=== The request ===
Rewrite every entry below as a two-column CSV with the columns entry_text and answer, one row per entry. Put each entry's text and its answer in their own quoted fields, with line breaks replaced by spaces.

=== Records supplied ===
--------------------------------

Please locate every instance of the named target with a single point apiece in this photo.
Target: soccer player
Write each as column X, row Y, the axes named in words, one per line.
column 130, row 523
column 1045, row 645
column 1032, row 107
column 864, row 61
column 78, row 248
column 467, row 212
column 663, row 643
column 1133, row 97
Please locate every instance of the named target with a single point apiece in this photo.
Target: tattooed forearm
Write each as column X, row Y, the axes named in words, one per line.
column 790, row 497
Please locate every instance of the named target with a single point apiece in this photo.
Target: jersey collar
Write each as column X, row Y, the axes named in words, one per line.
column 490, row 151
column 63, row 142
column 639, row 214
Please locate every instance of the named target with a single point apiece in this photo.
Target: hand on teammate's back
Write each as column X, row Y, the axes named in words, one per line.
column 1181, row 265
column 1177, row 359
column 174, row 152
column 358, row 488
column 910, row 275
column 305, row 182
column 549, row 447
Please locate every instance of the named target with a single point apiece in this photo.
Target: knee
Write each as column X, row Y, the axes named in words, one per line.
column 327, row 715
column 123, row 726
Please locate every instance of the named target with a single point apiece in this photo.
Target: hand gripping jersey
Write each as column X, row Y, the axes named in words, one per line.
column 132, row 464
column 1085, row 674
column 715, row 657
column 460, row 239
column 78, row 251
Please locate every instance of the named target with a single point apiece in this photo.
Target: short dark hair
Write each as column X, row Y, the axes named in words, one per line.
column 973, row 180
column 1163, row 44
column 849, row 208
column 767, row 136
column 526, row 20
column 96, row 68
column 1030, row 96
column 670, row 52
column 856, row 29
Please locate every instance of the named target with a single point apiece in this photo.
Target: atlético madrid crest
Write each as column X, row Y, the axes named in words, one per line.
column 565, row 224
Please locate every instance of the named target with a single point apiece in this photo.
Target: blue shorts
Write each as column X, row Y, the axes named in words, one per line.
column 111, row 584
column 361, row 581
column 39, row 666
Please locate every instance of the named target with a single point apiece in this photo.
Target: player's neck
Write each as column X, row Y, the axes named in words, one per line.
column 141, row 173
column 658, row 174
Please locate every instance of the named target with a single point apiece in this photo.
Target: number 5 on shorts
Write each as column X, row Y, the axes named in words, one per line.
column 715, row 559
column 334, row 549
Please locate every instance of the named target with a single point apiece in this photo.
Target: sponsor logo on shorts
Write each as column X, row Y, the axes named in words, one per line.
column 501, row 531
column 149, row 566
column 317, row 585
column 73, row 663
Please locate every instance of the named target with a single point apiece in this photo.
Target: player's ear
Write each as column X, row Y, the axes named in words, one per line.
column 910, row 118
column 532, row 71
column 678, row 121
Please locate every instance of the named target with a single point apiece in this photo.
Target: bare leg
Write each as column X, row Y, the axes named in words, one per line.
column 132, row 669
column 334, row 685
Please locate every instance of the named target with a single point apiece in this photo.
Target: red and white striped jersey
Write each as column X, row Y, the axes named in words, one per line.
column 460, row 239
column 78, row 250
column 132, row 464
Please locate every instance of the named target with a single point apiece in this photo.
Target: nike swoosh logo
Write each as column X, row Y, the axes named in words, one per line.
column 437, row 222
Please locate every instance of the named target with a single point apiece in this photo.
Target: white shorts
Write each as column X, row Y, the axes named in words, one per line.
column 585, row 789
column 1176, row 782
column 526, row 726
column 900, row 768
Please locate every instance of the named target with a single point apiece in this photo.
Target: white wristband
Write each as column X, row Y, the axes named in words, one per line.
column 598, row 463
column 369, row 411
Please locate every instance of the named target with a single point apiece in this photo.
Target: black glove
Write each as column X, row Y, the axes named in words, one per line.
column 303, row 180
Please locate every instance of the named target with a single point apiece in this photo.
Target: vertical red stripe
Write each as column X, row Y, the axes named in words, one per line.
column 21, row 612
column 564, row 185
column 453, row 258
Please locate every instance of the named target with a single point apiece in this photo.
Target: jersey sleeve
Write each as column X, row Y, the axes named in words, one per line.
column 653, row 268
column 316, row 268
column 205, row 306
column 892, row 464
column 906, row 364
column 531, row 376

--------------------------------

=== Reply to the exercise ===
entry_text,answer
"Please locate every instance of the named target with a single point apiece in this photo. Target: soccer player Write each as column X, row Y, the axes named in words, one per line.","column 130, row 523 column 1045, row 645 column 1032, row 107 column 864, row 61 column 78, row 248 column 467, row 212 column 663, row 643 column 1133, row 97"
"Please locate every instance of the named target with a single point apiece in this photo. Target: tattooed forearm Write each as column X, row Y, the axes named in words, one per line.","column 790, row 497"
"Please locate every instance of the named target with a single point apiece in this photo. Target: jersey collar Write each as column X, row Y, the axes named in words, one per line.","column 490, row 151 column 63, row 142 column 639, row 214"
"Please locate every instance of the named target with a single point apiece in this photo. Target: hand on teammate's back Write each as column X, row Y, the axes named in words, one per line.","column 1181, row 265 column 1177, row 359 column 174, row 152 column 358, row 488 column 910, row 275 column 305, row 182 column 549, row 447"
"Please locate every instance of the named target with a single point apiece in this photo. Target: knee Write each as column X, row Y, the axes named in words, one per line.","column 327, row 715 column 123, row 726"
"Please locate every instance of the named target with a single point apiece in this photo. Target: hand gripping jersey Write each as column X, row Y, the axes named in words, one per line.","column 132, row 464 column 1085, row 674 column 715, row 657 column 460, row 239 column 78, row 251"
"Please locate every instance of the named target with a single point apiece in this photo. Target: short dark hair Write each as column X, row Y, the axes named in words, one per line.","column 973, row 180 column 1163, row 44 column 849, row 208 column 767, row 136 column 526, row 20 column 96, row 68 column 1030, row 96 column 670, row 52 column 856, row 29"
"Please locate every instance of the named target with a single point apiece in this photo. Target: atlético madrid crest Write each as column X, row Y, the axes named in words, one per line.","column 565, row 224"
"Please locate every instance of the named target with a single point apiece in this photo. Target: blue shorts Write each as column X, row Y, the axes named in words, one per line.","column 111, row 584 column 361, row 581 column 39, row 666"
"Please locate every instance of the named target with a single point apiece in this photo. Target: player's neck Write each as column X, row Y, the axes named in words, one per line.","column 141, row 173 column 658, row 174"
"Please locate every instance of the named target with a single point apiece in this photo. Target: number 5 on shorts Write each as column X, row Y, the axes named in words, one per line.","column 715, row 559 column 334, row 549"
"Please locate every instance of the named target with a single point apiece in this photo. Target: sponsor logo on shorts Write each as column X, row Y, the axes named in words, one per line.","column 501, row 531 column 149, row 566 column 317, row 585 column 73, row 663"
"Please locate every instance of the named target with a single point apiece in this photo. Target: player's ear Write each as column X, row Y, the axes named in words, one per line.","column 910, row 118 column 532, row 71 column 678, row 121"
"Please locate every instance of the named target with a single point apiece in this photo. Target: bare leg Write each as column X, row Y, the axes named in words, one per line.","column 132, row 669 column 334, row 685"
"Please locate every instance of the named target with a single point apiece in this photo. Target: red and white striped jersey Write each as column X, row Y, the axes named in words, one per line.","column 460, row 239 column 78, row 250 column 132, row 464"
"Please locate every instance of the named target with a single point apiece in this photo. Target: nike swoosh logo Write each as column X, row Y, the axes named in words, one per line.","column 437, row 222"
"Please locate every instance of the named target with a single point apiece in this photo. Target: white shorts Write each as column X, row Y, the axes named in words, one per line.","column 585, row 789 column 1176, row 782 column 526, row 726 column 900, row 768"
"Please locate every instance of the named target with a single point apiece in this photo. Target: white wristband Write each as column X, row Y, the axes named in words, one per line.","column 598, row 463 column 369, row 411"
"Please locate every instance of the named target with a single point apiece in this photo. Target: black glove Write each as column X, row Y, the axes named in words, one per line.","column 303, row 180"
"Please locate every instance of the named target with a single point apiece in this photo. Target: vertical red stripe Write each as column X, row Y, the axes named in words, one per line.","column 21, row 612 column 564, row 185 column 453, row 258"
"Please locate every instance of the named target with a single point apiece in this photo. Target: jersey sleeve Write each as column X, row Y, the axes named in words, one per line.","column 653, row 268 column 316, row 268 column 205, row 306 column 892, row 464 column 906, row 364 column 531, row 376"